### Exercise description
The answer must consist of each line below that holds the word "roof", copied as it stands.

### Exercise input
- Opening Delimiter -

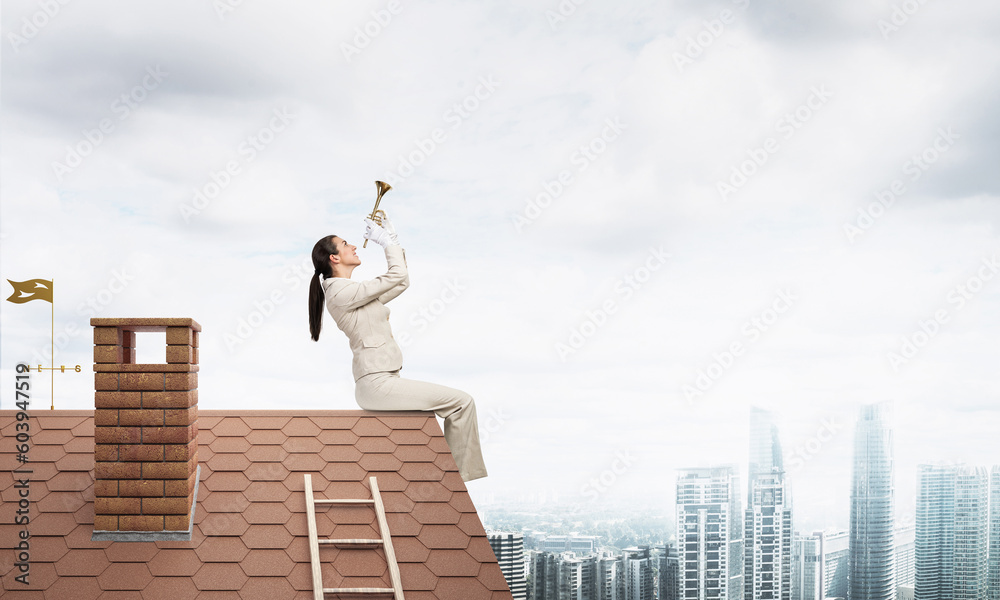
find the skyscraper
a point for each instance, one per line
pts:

- Closing Delimiter -
- Opening Delimiter -

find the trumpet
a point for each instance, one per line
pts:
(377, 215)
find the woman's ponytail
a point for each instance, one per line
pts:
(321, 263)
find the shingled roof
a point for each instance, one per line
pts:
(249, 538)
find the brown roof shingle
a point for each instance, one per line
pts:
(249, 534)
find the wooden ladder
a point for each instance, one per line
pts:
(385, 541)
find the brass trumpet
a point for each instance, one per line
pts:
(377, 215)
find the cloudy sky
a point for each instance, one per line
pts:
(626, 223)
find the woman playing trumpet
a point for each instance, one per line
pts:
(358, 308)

- Closing Delimiter -

### Task answer
find the shingled roof
find the brown roof shingle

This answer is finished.